- Obiettivo dichiarato: Trascrivi senza alcuna modifica le righe dell'elenco, cominciando da quella che contiene "Return the outline of every instance of the sky" e terminando con quella che contiene "POLYGON ((0 135, 459". Includi entrambe le righe.

- Dati dell'esercizio:
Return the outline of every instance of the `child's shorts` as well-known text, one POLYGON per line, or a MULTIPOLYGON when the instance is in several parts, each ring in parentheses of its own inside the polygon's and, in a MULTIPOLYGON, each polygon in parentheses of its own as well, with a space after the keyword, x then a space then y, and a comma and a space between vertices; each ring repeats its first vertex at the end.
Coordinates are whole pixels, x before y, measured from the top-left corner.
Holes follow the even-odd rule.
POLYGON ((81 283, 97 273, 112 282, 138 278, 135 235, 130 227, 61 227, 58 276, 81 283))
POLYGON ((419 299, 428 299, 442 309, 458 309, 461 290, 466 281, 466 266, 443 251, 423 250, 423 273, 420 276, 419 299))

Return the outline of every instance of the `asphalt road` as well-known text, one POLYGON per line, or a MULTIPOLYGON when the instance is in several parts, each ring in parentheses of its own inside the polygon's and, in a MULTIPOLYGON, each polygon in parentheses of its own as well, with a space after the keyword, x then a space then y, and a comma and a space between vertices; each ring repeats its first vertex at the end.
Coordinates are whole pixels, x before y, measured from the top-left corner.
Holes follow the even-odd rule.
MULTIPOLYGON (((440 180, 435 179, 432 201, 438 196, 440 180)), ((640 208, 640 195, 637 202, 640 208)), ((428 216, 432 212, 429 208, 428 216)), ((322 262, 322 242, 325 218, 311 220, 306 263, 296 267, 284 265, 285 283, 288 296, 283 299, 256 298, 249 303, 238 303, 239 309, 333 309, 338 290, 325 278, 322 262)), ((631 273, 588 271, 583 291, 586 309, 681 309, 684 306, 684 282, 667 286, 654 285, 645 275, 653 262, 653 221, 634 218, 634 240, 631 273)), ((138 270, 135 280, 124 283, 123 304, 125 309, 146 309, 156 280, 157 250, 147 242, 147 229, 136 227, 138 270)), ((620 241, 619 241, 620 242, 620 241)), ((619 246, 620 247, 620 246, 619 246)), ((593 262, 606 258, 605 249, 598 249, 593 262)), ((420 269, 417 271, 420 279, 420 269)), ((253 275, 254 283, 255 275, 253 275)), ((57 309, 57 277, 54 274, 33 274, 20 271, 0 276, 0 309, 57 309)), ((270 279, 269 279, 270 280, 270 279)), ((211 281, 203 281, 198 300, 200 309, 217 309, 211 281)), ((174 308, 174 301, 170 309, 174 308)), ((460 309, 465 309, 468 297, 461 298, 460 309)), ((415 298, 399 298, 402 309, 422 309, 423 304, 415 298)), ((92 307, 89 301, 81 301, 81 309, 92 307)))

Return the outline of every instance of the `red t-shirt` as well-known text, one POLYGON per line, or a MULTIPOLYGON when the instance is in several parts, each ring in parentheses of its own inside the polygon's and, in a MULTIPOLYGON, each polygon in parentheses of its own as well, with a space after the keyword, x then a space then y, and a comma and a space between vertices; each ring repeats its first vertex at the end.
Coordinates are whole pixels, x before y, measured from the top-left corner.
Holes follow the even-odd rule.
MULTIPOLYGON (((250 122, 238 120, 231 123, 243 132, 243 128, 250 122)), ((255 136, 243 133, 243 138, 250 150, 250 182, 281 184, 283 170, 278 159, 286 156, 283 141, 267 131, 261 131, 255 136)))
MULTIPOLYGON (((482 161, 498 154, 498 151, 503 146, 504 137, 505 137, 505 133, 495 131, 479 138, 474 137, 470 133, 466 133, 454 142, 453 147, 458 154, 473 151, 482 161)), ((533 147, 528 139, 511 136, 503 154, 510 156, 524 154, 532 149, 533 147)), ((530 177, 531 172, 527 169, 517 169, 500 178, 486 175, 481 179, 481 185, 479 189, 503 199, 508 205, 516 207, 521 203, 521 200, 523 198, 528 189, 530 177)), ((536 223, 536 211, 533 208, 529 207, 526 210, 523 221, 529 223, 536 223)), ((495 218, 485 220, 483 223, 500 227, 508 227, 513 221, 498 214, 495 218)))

* * *

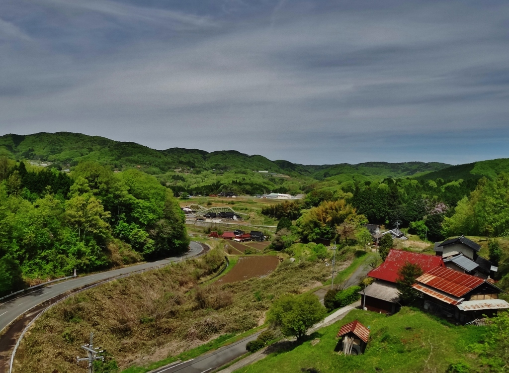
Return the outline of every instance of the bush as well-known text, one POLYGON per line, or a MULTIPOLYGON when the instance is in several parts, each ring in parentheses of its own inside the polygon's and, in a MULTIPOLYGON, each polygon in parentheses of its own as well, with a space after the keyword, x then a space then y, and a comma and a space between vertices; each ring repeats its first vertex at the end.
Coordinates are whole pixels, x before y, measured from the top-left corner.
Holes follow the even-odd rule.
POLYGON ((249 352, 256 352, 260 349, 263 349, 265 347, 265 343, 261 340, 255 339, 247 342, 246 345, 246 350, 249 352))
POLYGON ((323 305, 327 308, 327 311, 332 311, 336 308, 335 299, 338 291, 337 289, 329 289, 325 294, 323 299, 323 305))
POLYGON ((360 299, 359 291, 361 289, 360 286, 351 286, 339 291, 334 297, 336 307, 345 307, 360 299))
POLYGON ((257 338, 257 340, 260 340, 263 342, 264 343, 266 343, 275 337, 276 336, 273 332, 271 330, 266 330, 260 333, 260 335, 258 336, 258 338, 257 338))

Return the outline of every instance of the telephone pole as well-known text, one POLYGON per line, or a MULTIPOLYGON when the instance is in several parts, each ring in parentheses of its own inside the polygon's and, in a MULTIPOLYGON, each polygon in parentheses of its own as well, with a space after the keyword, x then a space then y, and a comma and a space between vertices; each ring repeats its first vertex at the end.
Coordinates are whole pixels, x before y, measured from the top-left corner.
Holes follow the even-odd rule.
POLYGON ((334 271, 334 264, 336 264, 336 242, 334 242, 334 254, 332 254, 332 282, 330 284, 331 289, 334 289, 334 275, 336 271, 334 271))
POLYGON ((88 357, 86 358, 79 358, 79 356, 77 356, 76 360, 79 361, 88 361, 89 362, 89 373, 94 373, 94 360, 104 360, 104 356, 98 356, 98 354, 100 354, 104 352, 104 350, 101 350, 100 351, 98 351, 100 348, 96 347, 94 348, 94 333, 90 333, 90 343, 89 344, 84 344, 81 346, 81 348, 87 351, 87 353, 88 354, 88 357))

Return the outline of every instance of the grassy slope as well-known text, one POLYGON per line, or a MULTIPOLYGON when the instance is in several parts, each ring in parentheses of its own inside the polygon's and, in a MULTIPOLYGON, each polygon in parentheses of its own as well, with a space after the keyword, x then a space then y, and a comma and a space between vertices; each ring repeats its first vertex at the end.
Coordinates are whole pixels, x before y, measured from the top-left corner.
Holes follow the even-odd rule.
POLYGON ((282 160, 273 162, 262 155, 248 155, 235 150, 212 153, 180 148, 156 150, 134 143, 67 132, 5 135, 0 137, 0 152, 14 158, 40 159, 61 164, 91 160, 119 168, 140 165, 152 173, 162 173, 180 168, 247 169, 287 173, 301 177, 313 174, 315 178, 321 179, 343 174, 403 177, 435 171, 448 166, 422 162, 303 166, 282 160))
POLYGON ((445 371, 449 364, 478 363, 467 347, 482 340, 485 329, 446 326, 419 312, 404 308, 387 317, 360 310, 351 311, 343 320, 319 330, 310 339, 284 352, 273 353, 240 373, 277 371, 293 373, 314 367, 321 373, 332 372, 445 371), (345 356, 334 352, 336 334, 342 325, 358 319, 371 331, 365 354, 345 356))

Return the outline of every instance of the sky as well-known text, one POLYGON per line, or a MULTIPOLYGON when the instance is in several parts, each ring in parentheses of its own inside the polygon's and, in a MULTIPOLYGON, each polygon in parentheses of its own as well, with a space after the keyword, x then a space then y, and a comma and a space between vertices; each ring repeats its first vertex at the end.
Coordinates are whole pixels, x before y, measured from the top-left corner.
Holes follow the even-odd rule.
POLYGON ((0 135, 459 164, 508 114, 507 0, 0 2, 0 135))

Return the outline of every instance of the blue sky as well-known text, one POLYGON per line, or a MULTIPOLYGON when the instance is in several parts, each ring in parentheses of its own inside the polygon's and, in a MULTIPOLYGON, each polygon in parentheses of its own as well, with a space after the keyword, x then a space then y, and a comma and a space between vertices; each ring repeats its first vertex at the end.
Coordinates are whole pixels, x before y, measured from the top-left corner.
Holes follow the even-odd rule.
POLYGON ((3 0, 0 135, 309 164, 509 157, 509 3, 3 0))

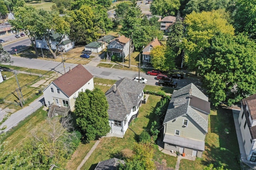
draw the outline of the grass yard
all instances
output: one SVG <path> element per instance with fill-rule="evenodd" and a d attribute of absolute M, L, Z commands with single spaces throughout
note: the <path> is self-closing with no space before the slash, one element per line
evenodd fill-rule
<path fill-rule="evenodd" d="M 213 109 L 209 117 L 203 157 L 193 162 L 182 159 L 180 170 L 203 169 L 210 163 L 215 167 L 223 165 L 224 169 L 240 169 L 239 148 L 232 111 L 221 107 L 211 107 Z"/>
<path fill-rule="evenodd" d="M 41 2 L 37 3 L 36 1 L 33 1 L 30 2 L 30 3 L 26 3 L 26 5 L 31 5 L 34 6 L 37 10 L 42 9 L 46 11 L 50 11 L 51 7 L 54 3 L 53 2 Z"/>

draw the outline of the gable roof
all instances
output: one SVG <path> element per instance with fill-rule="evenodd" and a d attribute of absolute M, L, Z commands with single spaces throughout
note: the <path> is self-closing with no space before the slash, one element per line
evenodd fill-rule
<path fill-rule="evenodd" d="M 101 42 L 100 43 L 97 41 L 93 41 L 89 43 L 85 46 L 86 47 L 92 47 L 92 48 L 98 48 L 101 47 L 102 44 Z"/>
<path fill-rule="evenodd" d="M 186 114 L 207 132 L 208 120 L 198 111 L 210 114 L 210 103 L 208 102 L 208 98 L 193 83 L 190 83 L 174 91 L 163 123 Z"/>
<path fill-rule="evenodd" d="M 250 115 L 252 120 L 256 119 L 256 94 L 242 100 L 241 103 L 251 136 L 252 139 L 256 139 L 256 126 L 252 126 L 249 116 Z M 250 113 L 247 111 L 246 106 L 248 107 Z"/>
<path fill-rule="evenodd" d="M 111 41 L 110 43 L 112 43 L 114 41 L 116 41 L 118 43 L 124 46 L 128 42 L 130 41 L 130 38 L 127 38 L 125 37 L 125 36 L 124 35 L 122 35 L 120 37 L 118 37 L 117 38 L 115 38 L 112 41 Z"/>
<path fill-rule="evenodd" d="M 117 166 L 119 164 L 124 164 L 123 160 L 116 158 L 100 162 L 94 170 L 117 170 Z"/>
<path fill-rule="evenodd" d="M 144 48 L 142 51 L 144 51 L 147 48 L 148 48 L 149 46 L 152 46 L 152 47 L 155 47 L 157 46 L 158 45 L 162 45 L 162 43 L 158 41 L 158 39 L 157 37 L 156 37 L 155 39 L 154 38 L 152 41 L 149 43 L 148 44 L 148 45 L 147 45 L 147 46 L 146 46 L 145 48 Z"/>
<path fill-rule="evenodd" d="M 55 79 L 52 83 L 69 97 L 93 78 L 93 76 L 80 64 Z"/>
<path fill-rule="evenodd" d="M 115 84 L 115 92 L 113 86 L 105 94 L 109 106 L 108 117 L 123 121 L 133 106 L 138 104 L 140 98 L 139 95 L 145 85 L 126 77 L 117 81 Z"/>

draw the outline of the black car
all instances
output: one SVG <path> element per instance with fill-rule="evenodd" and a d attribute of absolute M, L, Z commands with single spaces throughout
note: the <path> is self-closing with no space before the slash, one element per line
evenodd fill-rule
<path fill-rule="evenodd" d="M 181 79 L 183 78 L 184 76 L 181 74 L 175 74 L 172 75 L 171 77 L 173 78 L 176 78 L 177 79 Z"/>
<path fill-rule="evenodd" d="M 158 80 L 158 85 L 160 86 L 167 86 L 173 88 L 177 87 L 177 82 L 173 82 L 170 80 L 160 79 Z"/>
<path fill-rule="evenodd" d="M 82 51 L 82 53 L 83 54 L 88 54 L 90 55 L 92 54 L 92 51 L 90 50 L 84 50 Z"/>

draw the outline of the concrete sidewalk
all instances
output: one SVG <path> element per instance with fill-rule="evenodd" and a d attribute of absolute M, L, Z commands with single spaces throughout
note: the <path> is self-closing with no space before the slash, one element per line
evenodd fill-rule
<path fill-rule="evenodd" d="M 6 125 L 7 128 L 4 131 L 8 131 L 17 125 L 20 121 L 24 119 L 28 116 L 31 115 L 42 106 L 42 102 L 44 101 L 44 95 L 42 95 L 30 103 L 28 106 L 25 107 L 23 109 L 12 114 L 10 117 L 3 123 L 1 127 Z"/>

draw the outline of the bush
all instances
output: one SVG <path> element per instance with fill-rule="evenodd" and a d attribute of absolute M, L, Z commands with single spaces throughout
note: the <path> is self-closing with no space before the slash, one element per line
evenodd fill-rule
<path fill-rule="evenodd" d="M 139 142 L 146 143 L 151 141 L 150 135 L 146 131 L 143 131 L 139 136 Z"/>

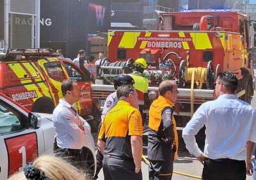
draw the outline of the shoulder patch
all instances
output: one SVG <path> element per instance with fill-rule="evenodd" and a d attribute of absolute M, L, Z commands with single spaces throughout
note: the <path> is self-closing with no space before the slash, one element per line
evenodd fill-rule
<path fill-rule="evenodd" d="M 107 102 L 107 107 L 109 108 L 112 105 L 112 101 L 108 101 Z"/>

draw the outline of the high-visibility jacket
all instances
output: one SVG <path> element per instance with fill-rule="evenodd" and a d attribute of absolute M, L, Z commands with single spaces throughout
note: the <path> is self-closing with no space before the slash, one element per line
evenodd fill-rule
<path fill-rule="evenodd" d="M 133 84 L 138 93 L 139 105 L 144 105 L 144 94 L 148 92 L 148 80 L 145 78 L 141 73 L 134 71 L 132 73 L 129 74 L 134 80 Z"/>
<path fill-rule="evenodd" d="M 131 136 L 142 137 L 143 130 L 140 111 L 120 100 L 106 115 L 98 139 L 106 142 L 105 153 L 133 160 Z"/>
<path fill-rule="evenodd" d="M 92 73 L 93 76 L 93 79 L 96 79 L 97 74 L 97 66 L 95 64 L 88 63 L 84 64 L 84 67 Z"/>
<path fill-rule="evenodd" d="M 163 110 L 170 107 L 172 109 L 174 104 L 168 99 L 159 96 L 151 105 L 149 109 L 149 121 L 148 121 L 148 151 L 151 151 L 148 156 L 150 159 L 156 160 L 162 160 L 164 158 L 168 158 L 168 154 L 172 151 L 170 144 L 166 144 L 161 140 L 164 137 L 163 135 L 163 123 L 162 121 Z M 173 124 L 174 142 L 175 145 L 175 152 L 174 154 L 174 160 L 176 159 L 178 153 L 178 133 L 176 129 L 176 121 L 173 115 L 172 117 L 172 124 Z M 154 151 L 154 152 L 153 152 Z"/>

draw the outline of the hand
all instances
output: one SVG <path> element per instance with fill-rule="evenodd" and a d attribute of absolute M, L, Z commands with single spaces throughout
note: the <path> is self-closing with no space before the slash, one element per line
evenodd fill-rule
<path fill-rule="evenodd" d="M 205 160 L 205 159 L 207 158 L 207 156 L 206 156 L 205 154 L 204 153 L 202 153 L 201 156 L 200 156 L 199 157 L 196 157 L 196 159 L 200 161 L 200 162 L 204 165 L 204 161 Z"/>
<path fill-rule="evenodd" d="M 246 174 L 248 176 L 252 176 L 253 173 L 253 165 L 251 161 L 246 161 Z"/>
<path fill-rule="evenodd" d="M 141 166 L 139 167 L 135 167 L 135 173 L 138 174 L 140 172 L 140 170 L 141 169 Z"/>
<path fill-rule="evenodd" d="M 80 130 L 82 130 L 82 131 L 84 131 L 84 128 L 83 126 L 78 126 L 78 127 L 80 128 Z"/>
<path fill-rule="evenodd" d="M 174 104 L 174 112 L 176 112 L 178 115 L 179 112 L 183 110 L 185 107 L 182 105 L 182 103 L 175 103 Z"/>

- Risultato del compito:
Return the outline of every instance of the sky as well-known text, one POLYGON per line, or a MULTIPOLYGON when the instance is in several parts, each ring in parentheses of its own inside the polygon's and, in a MULTIPOLYGON, each polygon in parentheses of its own as well, with a space after the keyword, x then a space then y, and a comma and a space between vertices; each ring repeats its first vertex at the end.
Coordinates are whole pixels, x before y, measured from the top-left corner.
Holes follow the even-odd rule.
POLYGON ((0 135, 459 164, 508 114, 507 0, 0 2, 0 135))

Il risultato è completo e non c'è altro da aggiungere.